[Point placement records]
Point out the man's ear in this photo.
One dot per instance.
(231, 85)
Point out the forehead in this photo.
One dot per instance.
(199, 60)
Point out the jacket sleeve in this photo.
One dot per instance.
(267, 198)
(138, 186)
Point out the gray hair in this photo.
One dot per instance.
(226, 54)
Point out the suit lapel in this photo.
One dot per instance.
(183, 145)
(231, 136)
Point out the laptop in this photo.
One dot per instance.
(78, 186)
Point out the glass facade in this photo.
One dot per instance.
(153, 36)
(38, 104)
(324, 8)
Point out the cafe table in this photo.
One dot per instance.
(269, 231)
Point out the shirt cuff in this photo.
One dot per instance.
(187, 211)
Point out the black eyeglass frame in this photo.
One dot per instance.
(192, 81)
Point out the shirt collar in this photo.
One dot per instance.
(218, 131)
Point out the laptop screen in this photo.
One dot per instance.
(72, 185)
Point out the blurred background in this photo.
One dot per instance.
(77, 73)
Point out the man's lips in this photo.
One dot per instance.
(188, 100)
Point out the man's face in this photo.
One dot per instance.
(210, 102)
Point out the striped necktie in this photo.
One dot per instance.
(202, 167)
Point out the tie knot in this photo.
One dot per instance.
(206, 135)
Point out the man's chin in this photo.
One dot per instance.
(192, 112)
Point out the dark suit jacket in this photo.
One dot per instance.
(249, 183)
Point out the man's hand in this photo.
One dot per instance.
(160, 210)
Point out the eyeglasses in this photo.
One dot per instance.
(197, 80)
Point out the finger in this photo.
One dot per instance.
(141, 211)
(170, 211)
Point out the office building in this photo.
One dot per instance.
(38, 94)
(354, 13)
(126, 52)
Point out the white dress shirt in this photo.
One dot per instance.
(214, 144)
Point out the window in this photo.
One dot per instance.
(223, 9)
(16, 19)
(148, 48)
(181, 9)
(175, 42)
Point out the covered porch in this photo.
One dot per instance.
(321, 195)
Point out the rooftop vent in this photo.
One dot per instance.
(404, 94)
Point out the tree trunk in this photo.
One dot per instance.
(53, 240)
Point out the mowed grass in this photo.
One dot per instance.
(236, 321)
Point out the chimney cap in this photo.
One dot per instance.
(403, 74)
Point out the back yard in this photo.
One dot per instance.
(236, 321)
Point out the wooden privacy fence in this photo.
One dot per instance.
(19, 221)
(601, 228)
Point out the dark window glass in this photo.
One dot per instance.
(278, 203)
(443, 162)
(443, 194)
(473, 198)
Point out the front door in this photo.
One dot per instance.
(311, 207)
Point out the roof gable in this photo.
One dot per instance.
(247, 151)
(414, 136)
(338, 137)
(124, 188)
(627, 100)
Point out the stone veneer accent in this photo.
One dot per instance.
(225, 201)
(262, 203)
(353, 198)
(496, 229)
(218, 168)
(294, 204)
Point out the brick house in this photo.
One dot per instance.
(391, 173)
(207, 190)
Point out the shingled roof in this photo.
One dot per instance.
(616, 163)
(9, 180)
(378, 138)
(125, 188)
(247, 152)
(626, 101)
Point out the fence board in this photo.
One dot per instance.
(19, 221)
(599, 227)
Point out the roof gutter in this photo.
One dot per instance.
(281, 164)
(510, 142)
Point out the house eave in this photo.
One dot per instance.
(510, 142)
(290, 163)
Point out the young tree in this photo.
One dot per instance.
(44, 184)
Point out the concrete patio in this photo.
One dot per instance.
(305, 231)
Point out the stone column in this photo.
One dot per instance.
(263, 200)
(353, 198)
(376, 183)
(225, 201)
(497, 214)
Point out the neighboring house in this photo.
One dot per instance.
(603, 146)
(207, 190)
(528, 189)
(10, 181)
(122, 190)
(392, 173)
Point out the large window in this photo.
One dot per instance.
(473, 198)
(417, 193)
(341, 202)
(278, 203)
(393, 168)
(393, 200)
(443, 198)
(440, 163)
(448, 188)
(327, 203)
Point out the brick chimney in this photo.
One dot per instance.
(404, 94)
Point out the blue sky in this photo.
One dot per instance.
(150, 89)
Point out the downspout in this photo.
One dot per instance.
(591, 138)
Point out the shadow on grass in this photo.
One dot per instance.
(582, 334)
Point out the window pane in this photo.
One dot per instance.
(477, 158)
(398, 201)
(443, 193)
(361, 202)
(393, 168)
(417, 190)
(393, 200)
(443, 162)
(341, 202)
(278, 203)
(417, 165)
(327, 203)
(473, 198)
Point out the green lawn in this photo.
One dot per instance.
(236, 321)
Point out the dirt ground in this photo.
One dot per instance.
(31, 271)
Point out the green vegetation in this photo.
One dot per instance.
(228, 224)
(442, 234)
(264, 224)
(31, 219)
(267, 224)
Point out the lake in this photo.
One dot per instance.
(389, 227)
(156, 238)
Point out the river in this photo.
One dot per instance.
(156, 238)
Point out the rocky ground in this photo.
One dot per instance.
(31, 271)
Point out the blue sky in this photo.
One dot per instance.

■ SHORT EXERCISE:
Extract the complete data, matching each line exactly.

■ REPLY TO THE TASK:
Point out the man's ear in this photo.
One dot per instance.
(231, 85)
Point out the forehead in this photo.
One dot per instance.
(199, 60)
Point out the jacket sleeve in this photo.
One dot per instance.
(267, 198)
(138, 186)
Point out the gray hair in this photo.
One dot per instance.
(226, 54)
Point out the suit lapel in this photo.
One dot per instance.
(183, 145)
(231, 136)
Point out the laptop in this photo.
One dot per instance.
(78, 186)
Point out the glass facade in this photo.
One dot per instance.
(153, 36)
(38, 104)
(324, 8)
Point out the cafe table in this photo.
One dot per instance.
(269, 231)
Point out the shirt cuff in this photo.
One dot per instance.
(187, 211)
Point out the black eyeglass frame in this photo.
One dot per instance.
(192, 81)
Point out the shirt collar in this photo.
One dot per instance.
(218, 131)
Point out the laptop screen in this photo.
One dot per instance.
(72, 185)
Point out the blurred background in this photo.
One dot per instance.
(77, 73)
Point out the man's lips in this photo.
One dot per instance.
(188, 100)
Point out the man's face in this photo.
One dot per instance.
(210, 102)
Point out the striped necktie in this photo.
One dot per instance.
(202, 167)
Point out the tie knot in this photo.
One dot per instance.
(206, 135)
Point out the man's chin in this photo.
One dot per instance.
(192, 112)
Point out the dark suit jacket in this photo.
One dot per instance.
(249, 183)
Point out the man's hand in this photo.
One dot per instance.
(160, 210)
Point out the eyeglasses in this photo.
One dot per instance.
(197, 80)
Point out the finger in this photo.
One dot per instance.
(141, 211)
(170, 211)
Point out the office building in this photo.
One dot per instance.
(38, 94)
(354, 13)
(126, 52)
Point out the white dress shirt in this photo.
One dot per instance.
(214, 144)
Point out the window in this photo.
One dot per instance.
(223, 9)
(16, 19)
(148, 48)
(181, 9)
(175, 42)
Point out the covered porch in this photo.
One dot per instance.
(321, 195)
Point out the rooftop vent in this photo.
One dot per instance.
(404, 94)
Point out the tree trunk in this photo.
One dot per instance.
(53, 240)
Point out the mowed grass in this photo.
One dot per instance.
(236, 321)
Point out the chimney cap in this photo.
One dot per instance.
(403, 74)
Point out the back yard in this photo.
One dot per instance.
(236, 321)
Point out the wooden privacy fence in this photo.
One dot per instance.
(19, 221)
(601, 228)
Point out the dark window glass in this photo.
One dot per instance.
(278, 203)
(443, 162)
(443, 194)
(473, 198)
Point out the front door in this photo.
One dot per instance.
(311, 207)
Point out the roof gable in this photo.
One dot per instance.
(247, 151)
(414, 136)
(338, 137)
(124, 188)
(627, 100)
Point out the stone veneer accent in this photo.
One dot per instance.
(225, 201)
(262, 203)
(353, 198)
(496, 229)
(218, 168)
(294, 204)
Point out the brick house in this photo.
One dot per instance.
(391, 173)
(207, 190)
Point out the shingled roof in this photo.
One dot per instance.
(616, 163)
(9, 180)
(378, 138)
(125, 188)
(247, 152)
(626, 101)
Point out the fence board in this photo.
One dot per instance.
(19, 221)
(599, 227)
Point out the roof gutter in this photo.
One dot per instance.
(281, 164)
(510, 142)
Point out the house eave in this photo.
One dot per instance.
(510, 142)
(290, 163)
Point out the young tree in this photo.
One dot per instance.
(44, 184)
Point out the concrete patio in this photo.
One dot per instance.
(305, 231)
Point out the stone column in this photo.
One dot per instance.
(263, 200)
(353, 198)
(376, 183)
(225, 201)
(497, 214)
Point out the neighboring house in this photo.
One dot per instance.
(603, 146)
(207, 190)
(528, 189)
(10, 181)
(122, 190)
(392, 173)
Point out the large window in this photo.
One dot per instance.
(473, 198)
(417, 193)
(341, 202)
(278, 203)
(393, 168)
(393, 200)
(443, 198)
(440, 163)
(448, 188)
(327, 203)
Point out the brick chimney in this photo.
One dot per instance.
(404, 94)
Point out the blue sky in this photo.
One dot per instance.
(150, 89)
Point out the downspout in this photo.
One dot per instance.
(591, 138)
Point out the shadow on grass in this photo.
One dot per instance.
(582, 334)
Point out the window pane in this photo.
One dot per instance.
(477, 158)
(398, 201)
(443, 193)
(361, 202)
(393, 168)
(417, 190)
(393, 200)
(443, 162)
(341, 202)
(278, 203)
(417, 165)
(327, 203)
(473, 198)
Point out the green lawn in this photo.
One dot per instance.
(236, 321)
Point out the dirt ground in this photo.
One dot per instance.
(31, 271)
Point out the green vegetation in this photo.
One dot per instance.
(228, 224)
(442, 234)
(264, 224)
(31, 219)
(267, 224)
Point out the lake in this photo.
One dot per instance.
(389, 227)
(156, 238)
Point out the river in this photo.
One dot per instance.
(156, 238)
Point out the rocky ground in this photo.
One dot per instance.
(31, 271)
Point out the blue sky in this photo.
One dot per instance.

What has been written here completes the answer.